• _DOCUMENT SEGMENT_
──────────────────────────────
# How do you "play" with cockatiels?



## Justice361 (Dec 30, 2012)

I'm making excellent progress taming my tiel, but I'd like more to do with her. She'll mostly sit on my hand and preen herself, or eat food out of my hand when I offer it to her. 
Is there any kind of playful activity cockatiels typically enjoy that I could do with her?


----------



## SunnyNShandy (May 24, 2012)

You could try teaching her tricks? Google trick training for cockatiels or watch youtube videos - tons of fun info out there.


----------



## JennyLynn (Feb 13, 2012)

yes, try utube lots of great videos


----------



## BabyMoo (Dec 19, 2012)

I like to do all kinds of stuff with my :tiel4:

You can include your tiel in your daily activities at home.

For example, mine does laundry with me. Its pretty funny. She likes to ride on the hamper basket. I also let her get on top of the warm clean clothes while I'm folding. She loves that. She starts picking on the clothes. 

I let her play on my desk while I'm writing checks. She ends up chewing my pen. When she starts wanting to chew on my keyboard she gets put back on the floor. 

Some times, I let her exercise on top of the bed. She likes to pretend to fly. She is on my finger the whole time but her feathers are trimmed so she extends them out and moves them as if she was flying but she isn't really flying. She enjoys this a lot. Every time we pass by the bed she starts to do her wings. 

She likes to lay next to me and my DH while we watch TV or read. 

I don't let her in the kitchen though but I do let her watch me from the next room while I cook. While I cook I play music and she loves it. 

The tricks suggestion is a great idea. Mine has learned to come to us when we call her (well, when my DH calls her). She'll walk a good few feet to get to him.


----------



## Belinda (Oct 9, 2010)

Foot toys are excellent to help play with your tiel and teach them to pick them up and place them in your hand.

I have a little skateboard I'm attempting to teach my tiels to ride (well, I push it, they just stand on it, but they haven't quite got the hang of it yet)

Also, foraging trays can be a fun way to get your tiel to interact with you, we play the 'I drop it off the edge of the table and human picks it off the floor' game with straws, q-tips, buttons etc.


----------



## tielz (Nov 29, 2012)

My tiels love to pull the keys off of my laptop.  Not really my favorite game, though. They enjoy decorating the desk with paper confetti, which is preferable to the key thing. Most of the time, they just like to hang out on me while I am here on the computer. Willow loves to ride on my shoulder when I vacuum. Mini loves to sit on me in the kitchen at lunchtime (no cooking). Tiels always love to eat with you. My diet is bland and less exciting then the foods they get, but what I eat is safe for them to share and if nothing else, is great fun for them to shred and toss. If you ever want a tiel to try a new food, make it part of your plate (even if you don't do the eating). Popcorn is always fun (air popped and cooled down, of course).
I have a shower perch if anyone wants to go in the shower (it suctions on), but they mostly enjoy misting with the bottle (or the mist of the shower--never under direct water spray). Our home here is on a spring for water, so it is only bottled water for the tiels and no showers with me anymore---just in case because I am paranoid.
──────────────────────────────
• _TASKS FOR THIS EXERCISE_
a) In the cockatiel forum thread, what does BabyMoo's tiel like to ride on when laundry is being done?
b) Copy the passage of the cockatiel forum thread between "My tiels love" and "down, of course).", inclusive.
The data that comes next is from a different source than the cockatiel forum thread.

• _DATA PROVIDED_
──────────────────────────────
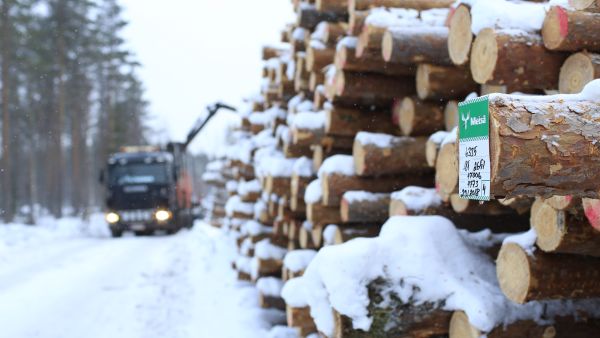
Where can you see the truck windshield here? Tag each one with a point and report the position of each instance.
(138, 173)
──────────────────────────────
• _FULL SOLUTIONS_
a) The hamper basket.

b)
My tiels love to pull the keys off of my laptop.  Not really my favorite game, though. They enjoy decorating the desk with paper confetti, which is preferable to the key thing. Most of the time, they just like to hang out on me while I am here on the computer. Willow loves to ride on my shoulder when I vacuum. Mini loves to sit on me in the kitchen at lunchtime (no cooking). Tiels always love to eat with you. My diet is bland and less exciting then the foods they get, but what I eat is safe for them to share and if nothing else, is great fun for them to shred and toss. If you ever want a tiel to try a new food, make it part of your plate (even if you don't do the eating). Popcorn is always fun (air popped and cooled down, of course).